• INFORMATION SUPPLIED
________________

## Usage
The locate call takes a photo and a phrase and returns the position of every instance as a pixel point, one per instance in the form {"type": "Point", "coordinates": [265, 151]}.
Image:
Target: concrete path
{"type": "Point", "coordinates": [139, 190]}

________________

• EXERCISE INSTRUCTIONS
Convert the records above into a Markdown table with two columns, Row and Line. Put the number in Row and the text of each line in Line, leaving out blank lines.

• TASK ANSWER
| Row | Line |
|---|---|
| 1 | ## Usage |
| 2 | The locate call takes a photo and a phrase and returns the position of every instance as a pixel point, one per instance in the form {"type": "Point", "coordinates": [265, 151]}. |
| 3 | Image: |
| 4 | Target: concrete path |
| 5 | {"type": "Point", "coordinates": [139, 190]} |